• Task details: Can you transcribe, word for word, the lines of the records between the line holding "Place one keypoint per instance of the palm" and the line holding "Target: palm tree", inclusive?

##### Record extracts

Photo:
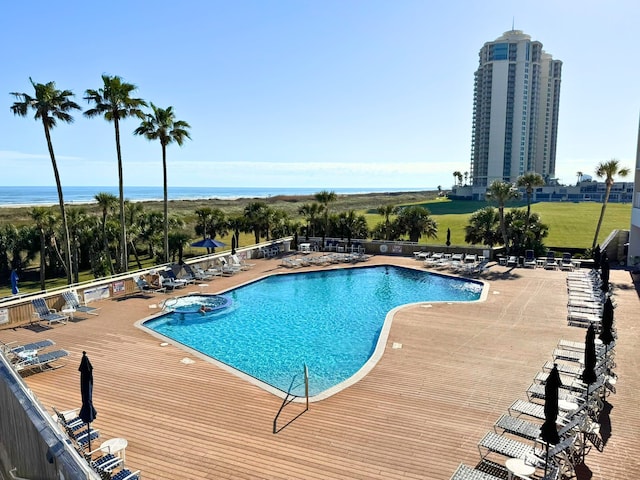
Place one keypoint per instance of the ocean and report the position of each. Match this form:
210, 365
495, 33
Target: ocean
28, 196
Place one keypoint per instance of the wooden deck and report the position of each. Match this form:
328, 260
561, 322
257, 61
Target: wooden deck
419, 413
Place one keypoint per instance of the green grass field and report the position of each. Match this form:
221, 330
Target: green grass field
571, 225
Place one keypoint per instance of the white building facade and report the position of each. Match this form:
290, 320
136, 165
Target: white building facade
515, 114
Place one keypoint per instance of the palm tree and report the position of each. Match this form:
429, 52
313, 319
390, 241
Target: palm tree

##########
##### Record extracts

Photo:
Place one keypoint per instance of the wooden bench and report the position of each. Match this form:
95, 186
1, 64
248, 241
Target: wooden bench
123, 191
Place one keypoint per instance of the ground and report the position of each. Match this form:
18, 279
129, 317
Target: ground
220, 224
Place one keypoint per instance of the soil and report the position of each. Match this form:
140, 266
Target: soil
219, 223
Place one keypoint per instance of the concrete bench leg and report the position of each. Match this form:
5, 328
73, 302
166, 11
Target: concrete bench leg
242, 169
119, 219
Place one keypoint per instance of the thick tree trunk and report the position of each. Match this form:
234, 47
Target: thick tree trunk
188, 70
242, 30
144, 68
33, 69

##########
##### Record extracts

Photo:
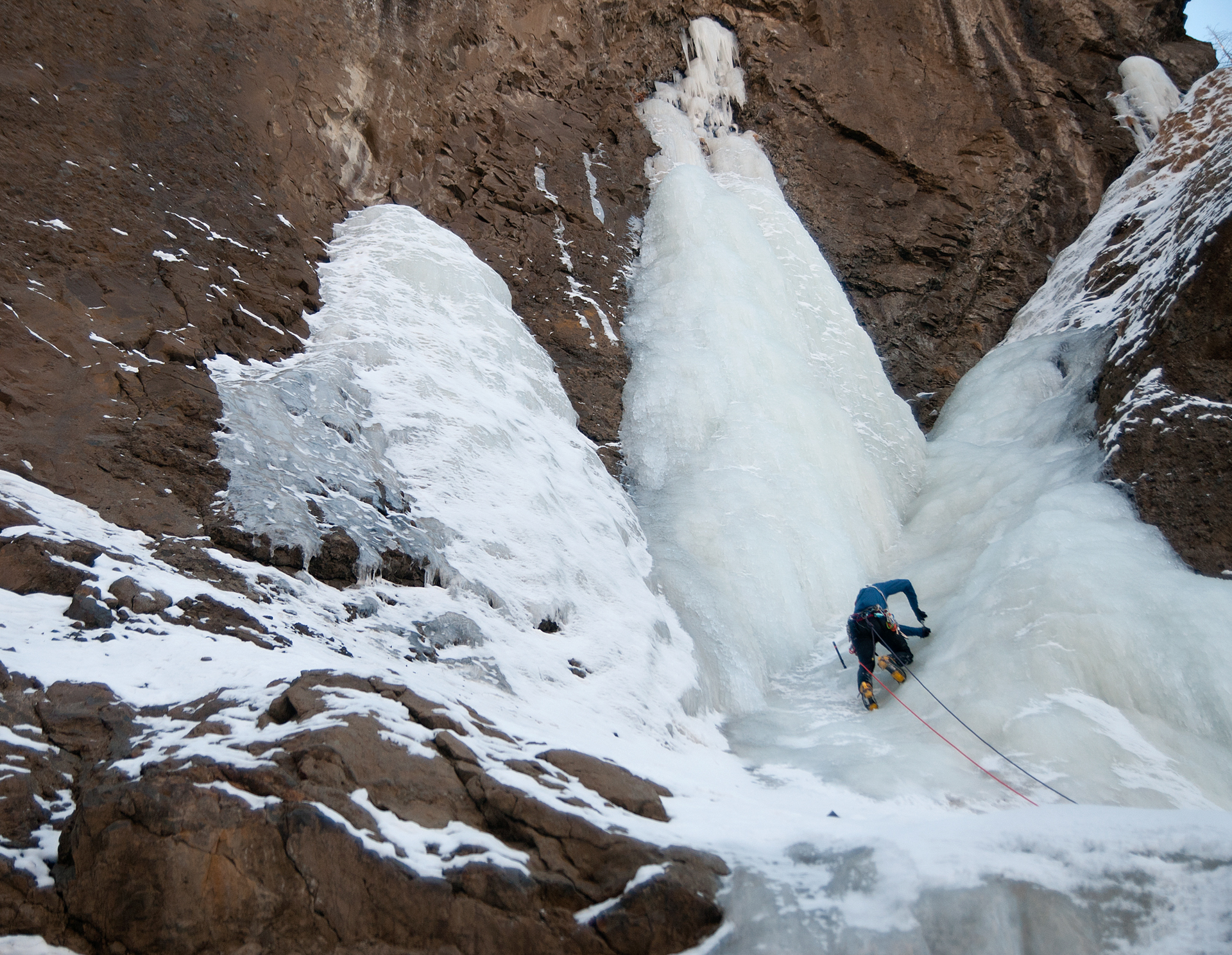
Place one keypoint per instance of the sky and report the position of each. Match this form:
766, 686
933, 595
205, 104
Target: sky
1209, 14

##########

• Reply:
Place one keypoint per instance of the palm tree and report the position of each. Match this form:
429, 52
313, 319
390, 241
Target: palm tree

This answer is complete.